Texte fourni:
L’INFIRMIÈRE MAGAZINE : Quels types de difficultés rencontrent les agents de l’AP-HP ?

JOSIANE MATHIEU : À l’origine, il y a souvent un accident de la vie : divorce, maladie, chômage ou décès du conjoint. Les agents les plus en difficulté sollicitent la commission d’aide exceptionnelle de l’Association pour la gestion des œuvres sociales des personnels des administrations parisiennes (Agospap). Depuis le début de l’année, 74 demandes ont ainsi été émises par des infirmières : 9 d’entre elles étaient surendettées, 57 étaient des femmes seules chargées de famille ou célibataires. Ce sont souvent des demandes pour payer le loyer, des frais d’avocat, le voyage scolaire d’un enfant, les charges de syndic, les factures d’électricité…

L’I. M. : Quels conseils pouvez-vous leur donner ?

J. M. : Le premier est de ne pas attendre que la situation se dégrade pour faire appel au service social de l’établissement : à l’assistante sociale pour connaître ses droits, à la conseillère en économie sociale et familiale pour retravailler son budget. Pour accéder aux aides de l’Agospap, il faut prendre contact avec les chargés d’activités sociales. Certaines aides sont par ailleurs mal connues, comme les allocations versées pour les enfants porteurs de handicap ou les fonds d’action sociales des mutuelles. Le second conseil est de souscrire une mutuelle. Les agents sont tentés d’en faire l’économie, car il existe un régime particulier d’accès aux soins gratuits à l’AP-HP : les frais d’hospitalisation jusqu’à 6 mois et une partie des soins de ville sont pris en charge. Pour les dépassements d’honoraires et autres prestations non couvertes (lunettes, orthodontie…), une mutuelle demeure utile. Les agents doivent aussi veiller à ce que le contrat comprenne une garantie prévoyance qui permet de maintenir le salaire en cas d’arrêt maladie. L’AP-HP, conformément au régime des fonctionnaires, maintient un plein traitement pendant 3 mois seulement pour un congé maladie ordinaire (lire p. 64).

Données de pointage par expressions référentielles
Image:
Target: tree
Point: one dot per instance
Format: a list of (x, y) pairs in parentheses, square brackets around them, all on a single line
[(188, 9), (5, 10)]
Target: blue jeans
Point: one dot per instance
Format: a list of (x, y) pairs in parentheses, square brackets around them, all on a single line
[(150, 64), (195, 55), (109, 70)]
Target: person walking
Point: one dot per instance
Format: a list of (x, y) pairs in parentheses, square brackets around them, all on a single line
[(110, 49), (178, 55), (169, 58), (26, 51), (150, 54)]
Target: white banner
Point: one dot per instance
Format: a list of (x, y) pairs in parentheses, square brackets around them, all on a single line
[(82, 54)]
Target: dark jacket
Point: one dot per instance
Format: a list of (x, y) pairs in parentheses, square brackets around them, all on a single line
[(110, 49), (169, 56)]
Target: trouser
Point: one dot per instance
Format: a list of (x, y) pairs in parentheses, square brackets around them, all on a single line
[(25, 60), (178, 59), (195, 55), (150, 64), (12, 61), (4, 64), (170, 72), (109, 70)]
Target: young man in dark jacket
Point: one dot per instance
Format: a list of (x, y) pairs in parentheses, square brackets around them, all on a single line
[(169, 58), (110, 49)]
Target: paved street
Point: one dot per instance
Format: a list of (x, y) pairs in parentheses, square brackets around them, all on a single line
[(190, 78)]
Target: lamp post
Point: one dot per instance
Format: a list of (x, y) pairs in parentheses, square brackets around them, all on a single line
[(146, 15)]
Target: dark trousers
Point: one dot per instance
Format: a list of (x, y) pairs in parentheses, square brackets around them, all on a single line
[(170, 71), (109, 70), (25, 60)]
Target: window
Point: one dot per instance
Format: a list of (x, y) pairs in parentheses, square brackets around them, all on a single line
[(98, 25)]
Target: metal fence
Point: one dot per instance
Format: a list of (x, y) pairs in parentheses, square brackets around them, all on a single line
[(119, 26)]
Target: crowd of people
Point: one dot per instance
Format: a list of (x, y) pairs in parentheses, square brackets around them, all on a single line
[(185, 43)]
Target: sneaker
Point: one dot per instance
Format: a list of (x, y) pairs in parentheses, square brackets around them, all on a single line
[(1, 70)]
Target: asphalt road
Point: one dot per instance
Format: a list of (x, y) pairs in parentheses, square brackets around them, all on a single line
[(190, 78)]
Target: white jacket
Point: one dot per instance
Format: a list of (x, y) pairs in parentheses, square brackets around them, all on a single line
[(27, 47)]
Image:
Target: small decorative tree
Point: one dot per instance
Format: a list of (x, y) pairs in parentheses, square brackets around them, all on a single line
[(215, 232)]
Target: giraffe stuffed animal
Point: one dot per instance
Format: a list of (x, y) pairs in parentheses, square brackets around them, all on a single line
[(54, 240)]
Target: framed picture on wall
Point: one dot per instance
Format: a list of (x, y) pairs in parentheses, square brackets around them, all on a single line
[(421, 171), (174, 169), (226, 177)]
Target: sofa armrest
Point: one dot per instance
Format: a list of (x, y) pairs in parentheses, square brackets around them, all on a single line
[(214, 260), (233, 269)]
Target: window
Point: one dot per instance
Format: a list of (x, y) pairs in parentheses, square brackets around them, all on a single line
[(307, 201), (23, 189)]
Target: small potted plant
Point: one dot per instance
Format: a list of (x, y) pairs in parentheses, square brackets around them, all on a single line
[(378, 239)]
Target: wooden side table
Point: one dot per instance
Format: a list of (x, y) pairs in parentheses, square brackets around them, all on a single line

Consigne 1:
D'après l'entretien, que répondre à ces questions ?
(a) Combien de demandes ont été émises par des infirmières depuis le début de l'année ?
(b) Jusqu'à quelle durée les frais d'hospitalisation sont-ils pris en charge par le régime d'accès aux soins gratuits de l'AP-HP ?
(c) Pendant combien de mois l'AP-HP maintient-elle un plein traitement pour un congé maladie ordinaire ?
Consigne 2:
Recopiez à l'identique le passage de l'entretien qui commence par « JOSIANE MATHIEU : À » et se termine par « pouvez-vous leur donner ? ».
Consigne 3:
Pouvez-vous résumer l'entretien en deux phrases ?
Ces données proviennent d'une autre source que l'entretien.

Résultat de l'exercice 1:
(a) 74 demandes.
(b) Jusqu'à 6 mois.
(c) Pendant 3 mois seulement.

Résultat de l'exercice 2:
JOSIANE MATHIEU : À l’origine, il y a souvent un accident de la vie : divorce, maladie, chômage ou décès du conjoint. Les agents les plus en difficulté sollicitent la commission d’aide exceptionnelle de l’Association pour la gestion des œuvres sociales des personnels des administrations parisiennes (Agospap). Depuis le début de l’année, 74 demandes ont ainsi été émises par des infirmières : 9 d’entre elles étaient surendettées, 57 étaient des femmes seules chargées de famille ou célibataires. Ce sont souvent des demandes pour payer le loyer, des frais d’avocat, le voyage scolaire d’un enfant, les charges de syndic, les factures d’électricité…

L’I. M. : Quels conseils pouvez-vous leur donner ?

Résultat de l'exercice 3:
Selon Josiane Mathieu, les difficultés des agents de l'AP-HP naissent souvent d'un accident de la vie (divorce, maladie, chômage ou décès du conjoint), et les plus en difficulté sollicitent la commission d'aide exceptionnelle de l'Agospap. Elle leur conseille de faire appel au service social de l'établissement sans attendre que la situation se dégrade et de souscrire une mutuelle comprenant une garantie prévoyance.